> Extrait du texte:
Russie

Malgré les sanctions, la Russie affiche une nouvelle année de croissance spectaculaire

Auteur: Yves Bourdillon Source: Les Echos:::
Février 7, 2025 at 21:07
Le complexe militaro-industriel, illustré ici par une usine de chars, a joué un rôle clé dans la vigoureuse croissance économique russe. (Olga Maltseva/AFP)
Le complexe militaro-industriel, illustré ici par une usine de chars, a joué un rôle clé dans la vigoureuse croissance économique russe. (Olga Maltseva/AFP)

Le Kremlin se vante d'une hausse du PIB de 4 % l'an dernier en dépit des sanctions. De quoi continuer à financer son effort de guerre, estiment certains experts.

Les sanctions, quelles sanctions ? Le gouvernement russe a claironné ce vendredi une croissance du PIB de 4,1 % en 2024 et une révision à la hausse, au même niveau, de celle de 2023, affichée jusqu'ici à 3,6 %. « Cela dépasse les attentes », a assuré le Premier ministre, Mikhaïl Michoustine, lors d'une réunion avec Vladimir Poutine diffusée par le Kremlin. Il s'agit là des plus fortes croissances de l'économie russe depuis 2010, hormis le rebond post-Covid de 2021.

Une performance spectaculaire, compte tenu du fait que les Occidentaux ont fortement sanctionné le pays : eux qui absorbaient les deux tiers des exportations russes, essentiellement d'hydrocarbures, ont fermé leurs portes, peu ou prou (pour le gaz, c'est Poutine lui-même qui a fermé le robinet). Les exportations russes ont pu se redéployer vers d'autres marchés, surtout Inde et Chine ou Turquie, mais au prix de rabais conséquents.

Des dépenses militaires au plus haut

Cette croissance vigoureuse « n'est pas surprenante, estime Vladislav Inozemtsev, économiste du Centre pour l'analyse et la stratégie en Europe. Les fondamentaux macroéconomiques de l'économie russe sont relativement sains, avec des entreprises profitables dans l'ensemble et un budget fédéral solide grâce à l'apport de l'épargne domestique ».

Certes, mais cette croissance s'explique massivement par l'effort de guerre : l'an dernier, le budget russe pour la défense et la sécurité dans son ensemble s'était élevé à environ 8,7 % du PIB, une première en Russie depuis la chute de l'URSS en 1991. Cela représentait un tiers des dépenses de l'Etat.

Selon Vladislav Inozemtsev, les dépenses du complexe militaro-industriel ne sont à l'origine que de 1 % de la croissance du PIB, effets de « ruissellement inclus », en sus d'environ 1,5 % de croissance liée aux salaires et primes versées par l'Etat aux engagés sur le front. Cela laisserait donc, au sein d'un total de 4,1 %, une contribution des secteurs civils de 1,6 % environ selon les calculs de cet expert.

(Données d'expressions référentielles)
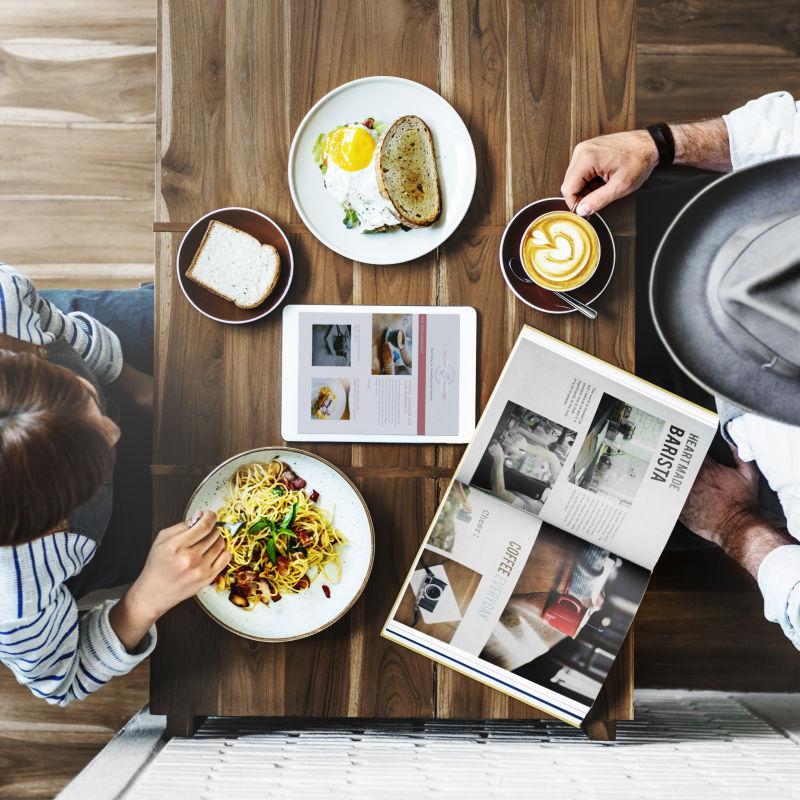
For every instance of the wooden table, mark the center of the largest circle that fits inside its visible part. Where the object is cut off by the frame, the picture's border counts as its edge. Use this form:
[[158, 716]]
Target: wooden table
[[530, 79]]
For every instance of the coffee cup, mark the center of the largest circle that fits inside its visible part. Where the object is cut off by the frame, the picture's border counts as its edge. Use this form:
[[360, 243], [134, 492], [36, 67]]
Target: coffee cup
[[559, 251]]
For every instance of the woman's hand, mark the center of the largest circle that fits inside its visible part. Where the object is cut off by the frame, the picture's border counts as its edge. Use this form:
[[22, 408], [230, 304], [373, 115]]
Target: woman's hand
[[182, 560], [623, 161]]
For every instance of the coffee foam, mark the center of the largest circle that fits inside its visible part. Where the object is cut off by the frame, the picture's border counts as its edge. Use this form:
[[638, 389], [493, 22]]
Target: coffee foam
[[560, 250]]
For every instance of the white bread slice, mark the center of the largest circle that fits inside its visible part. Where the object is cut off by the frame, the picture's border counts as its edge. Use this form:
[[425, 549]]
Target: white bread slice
[[235, 265], [406, 172]]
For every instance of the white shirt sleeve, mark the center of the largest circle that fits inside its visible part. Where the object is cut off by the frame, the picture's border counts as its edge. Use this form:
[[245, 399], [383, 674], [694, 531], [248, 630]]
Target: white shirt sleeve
[[31, 318], [775, 447], [764, 129]]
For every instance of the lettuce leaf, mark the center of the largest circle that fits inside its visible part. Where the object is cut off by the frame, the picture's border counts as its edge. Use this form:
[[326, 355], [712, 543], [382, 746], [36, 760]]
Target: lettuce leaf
[[317, 151], [350, 218]]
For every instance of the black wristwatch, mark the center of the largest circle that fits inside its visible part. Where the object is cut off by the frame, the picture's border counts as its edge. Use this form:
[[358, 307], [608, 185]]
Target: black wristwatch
[[664, 141]]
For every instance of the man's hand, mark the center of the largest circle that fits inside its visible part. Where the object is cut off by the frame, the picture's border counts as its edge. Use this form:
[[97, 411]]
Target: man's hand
[[722, 508], [623, 161]]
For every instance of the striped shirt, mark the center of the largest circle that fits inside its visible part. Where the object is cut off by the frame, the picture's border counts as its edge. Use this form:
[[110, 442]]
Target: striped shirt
[[59, 654]]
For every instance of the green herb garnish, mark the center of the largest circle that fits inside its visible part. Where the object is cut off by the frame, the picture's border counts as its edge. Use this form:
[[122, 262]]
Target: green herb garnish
[[260, 524], [290, 516], [350, 218], [270, 544], [318, 149]]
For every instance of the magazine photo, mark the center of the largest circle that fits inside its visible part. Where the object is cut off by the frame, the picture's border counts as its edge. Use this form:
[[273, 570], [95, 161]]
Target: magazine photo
[[537, 560]]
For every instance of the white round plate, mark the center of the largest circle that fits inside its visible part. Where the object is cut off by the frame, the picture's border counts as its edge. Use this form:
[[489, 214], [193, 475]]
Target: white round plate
[[337, 387], [300, 615], [384, 98]]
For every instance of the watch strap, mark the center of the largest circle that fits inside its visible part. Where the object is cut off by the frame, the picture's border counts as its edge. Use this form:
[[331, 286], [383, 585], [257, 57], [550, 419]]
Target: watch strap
[[664, 141]]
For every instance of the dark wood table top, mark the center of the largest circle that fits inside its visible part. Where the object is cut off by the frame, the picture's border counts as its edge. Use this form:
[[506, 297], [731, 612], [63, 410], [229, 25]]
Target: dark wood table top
[[530, 79]]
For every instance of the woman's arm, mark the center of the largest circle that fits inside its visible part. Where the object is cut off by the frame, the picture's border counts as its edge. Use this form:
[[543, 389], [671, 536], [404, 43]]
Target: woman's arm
[[58, 654], [62, 656], [30, 317]]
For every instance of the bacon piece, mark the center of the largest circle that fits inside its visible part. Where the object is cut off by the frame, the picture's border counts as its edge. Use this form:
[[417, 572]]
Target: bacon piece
[[238, 599], [245, 578], [304, 538]]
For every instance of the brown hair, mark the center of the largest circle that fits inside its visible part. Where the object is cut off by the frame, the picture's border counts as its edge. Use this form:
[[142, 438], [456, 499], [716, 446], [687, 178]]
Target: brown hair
[[53, 456]]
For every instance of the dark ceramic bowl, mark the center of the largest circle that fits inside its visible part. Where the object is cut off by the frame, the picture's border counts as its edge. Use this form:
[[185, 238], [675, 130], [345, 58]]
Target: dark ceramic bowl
[[536, 296], [256, 224]]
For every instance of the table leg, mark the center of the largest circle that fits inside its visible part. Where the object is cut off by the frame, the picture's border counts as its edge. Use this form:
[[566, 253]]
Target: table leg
[[601, 730], [182, 725]]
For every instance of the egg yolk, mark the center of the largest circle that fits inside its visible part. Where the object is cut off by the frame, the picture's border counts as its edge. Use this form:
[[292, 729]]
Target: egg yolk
[[350, 148]]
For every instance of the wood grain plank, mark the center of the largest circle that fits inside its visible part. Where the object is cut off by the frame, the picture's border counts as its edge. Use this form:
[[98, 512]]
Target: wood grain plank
[[52, 231], [724, 27], [191, 111], [472, 75], [101, 89], [687, 87], [188, 370], [702, 626], [130, 22], [103, 161], [89, 276]]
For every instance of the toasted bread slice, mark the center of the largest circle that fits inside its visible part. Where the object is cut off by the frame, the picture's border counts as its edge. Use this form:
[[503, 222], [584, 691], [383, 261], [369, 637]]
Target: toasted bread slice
[[235, 265], [406, 172]]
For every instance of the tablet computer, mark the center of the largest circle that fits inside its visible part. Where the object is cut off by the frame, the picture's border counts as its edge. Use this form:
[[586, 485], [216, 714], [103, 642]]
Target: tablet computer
[[378, 373]]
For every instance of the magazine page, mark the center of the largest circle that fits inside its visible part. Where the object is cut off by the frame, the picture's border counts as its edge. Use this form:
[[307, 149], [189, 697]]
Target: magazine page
[[588, 448], [371, 373], [517, 604]]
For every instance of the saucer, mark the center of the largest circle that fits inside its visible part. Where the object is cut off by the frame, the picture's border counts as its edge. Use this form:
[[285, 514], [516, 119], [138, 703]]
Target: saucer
[[535, 296]]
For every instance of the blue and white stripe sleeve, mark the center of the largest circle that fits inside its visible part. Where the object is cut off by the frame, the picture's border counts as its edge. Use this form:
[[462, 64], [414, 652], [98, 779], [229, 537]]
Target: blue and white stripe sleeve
[[27, 316], [58, 654]]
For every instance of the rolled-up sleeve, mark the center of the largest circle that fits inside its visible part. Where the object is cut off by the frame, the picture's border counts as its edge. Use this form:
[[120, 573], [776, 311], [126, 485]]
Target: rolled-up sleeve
[[779, 581], [24, 313], [764, 129]]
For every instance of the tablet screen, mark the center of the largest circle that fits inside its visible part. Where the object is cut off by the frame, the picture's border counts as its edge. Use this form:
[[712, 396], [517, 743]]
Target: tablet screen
[[377, 373]]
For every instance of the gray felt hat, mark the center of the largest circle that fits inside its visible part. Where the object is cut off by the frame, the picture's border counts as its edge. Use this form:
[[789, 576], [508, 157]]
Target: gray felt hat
[[725, 289]]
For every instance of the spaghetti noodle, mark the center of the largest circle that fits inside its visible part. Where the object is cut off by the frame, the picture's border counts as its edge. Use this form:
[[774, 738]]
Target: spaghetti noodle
[[285, 540]]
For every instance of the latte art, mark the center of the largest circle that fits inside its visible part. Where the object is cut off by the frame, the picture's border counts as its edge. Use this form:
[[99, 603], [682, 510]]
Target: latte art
[[560, 250]]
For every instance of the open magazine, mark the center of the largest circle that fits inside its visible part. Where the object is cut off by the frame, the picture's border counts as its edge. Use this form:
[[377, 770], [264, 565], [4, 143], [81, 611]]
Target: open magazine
[[540, 552]]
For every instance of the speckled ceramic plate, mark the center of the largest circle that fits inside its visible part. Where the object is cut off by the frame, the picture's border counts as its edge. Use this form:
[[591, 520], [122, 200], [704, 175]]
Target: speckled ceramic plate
[[307, 613]]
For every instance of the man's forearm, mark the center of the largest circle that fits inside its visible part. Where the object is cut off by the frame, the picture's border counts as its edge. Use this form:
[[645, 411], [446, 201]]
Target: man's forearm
[[750, 541], [702, 144]]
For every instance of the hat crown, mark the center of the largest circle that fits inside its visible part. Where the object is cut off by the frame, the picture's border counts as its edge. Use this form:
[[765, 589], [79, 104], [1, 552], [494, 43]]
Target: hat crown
[[754, 292]]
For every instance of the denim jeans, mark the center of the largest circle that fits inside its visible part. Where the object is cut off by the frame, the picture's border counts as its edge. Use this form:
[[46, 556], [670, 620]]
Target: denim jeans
[[124, 547], [127, 312]]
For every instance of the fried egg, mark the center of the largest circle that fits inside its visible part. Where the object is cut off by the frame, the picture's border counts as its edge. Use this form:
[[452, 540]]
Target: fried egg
[[349, 155]]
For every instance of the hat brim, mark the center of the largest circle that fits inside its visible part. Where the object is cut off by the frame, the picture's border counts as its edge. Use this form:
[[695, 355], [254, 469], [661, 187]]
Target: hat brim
[[678, 287]]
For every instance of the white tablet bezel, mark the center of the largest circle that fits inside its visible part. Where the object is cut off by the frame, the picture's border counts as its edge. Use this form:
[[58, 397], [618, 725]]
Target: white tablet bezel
[[468, 338]]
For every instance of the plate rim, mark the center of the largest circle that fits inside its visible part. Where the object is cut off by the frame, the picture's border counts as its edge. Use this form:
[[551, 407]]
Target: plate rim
[[367, 575], [278, 301], [528, 302], [313, 229]]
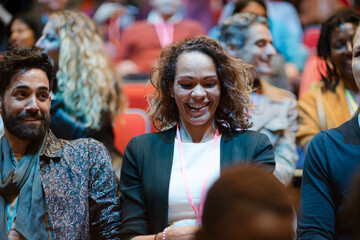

> Consignes de l'exercice:
1. Indiquez si chacune des affirmations suivantes concorde avec l'article sur la croissance russe. Répondez par oui ou par non en citant les mots décisifs de l'article. (a) Le gouvernement russe a annoncé une croissance du PIB de 4,1 % pour 2024. (b) Le budget de la défense et de la sécurité représentait la moitié des dépenses de l'État. (c) Avant sa révision, la croissance de 2023 était affichée à 3,6 %.
2. Recopiez le passage de l'article sur la croissance russe, depuis « Une performance spectaculaire, compte » jusqu'à « de rabais conséquents. » inclusivement.

> Corrigé détaillé:
1.
(a) Oui : « Le gouvernement russe a claironné ce vendredi une croissance du PIB de 4,1 % en 2024 ».
(b) Non : « Cela représentait un tiers des dépenses de l'Etat. »
(c) Oui : « une révision à la hausse, au même niveau, de celle de 2023, affichée jusqu'ici à 3,6 % ».

2.
Une performance spectaculaire, compte tenu du fait que les Occidentaux ont fortement sanctionné le pays : eux qui absorbaient les deux tiers des exportations russes, essentiellement d'hydrocarbures, ont fermé leurs portes, peu ou prou (pour le gaz, c'est Poutine lui-même qui a fermé le robinet). Les exportations russes ont pu se redéployer vers d'autres marchés, surtout Inde et Chine ou Turquie, mais au prix de rabais conséquents.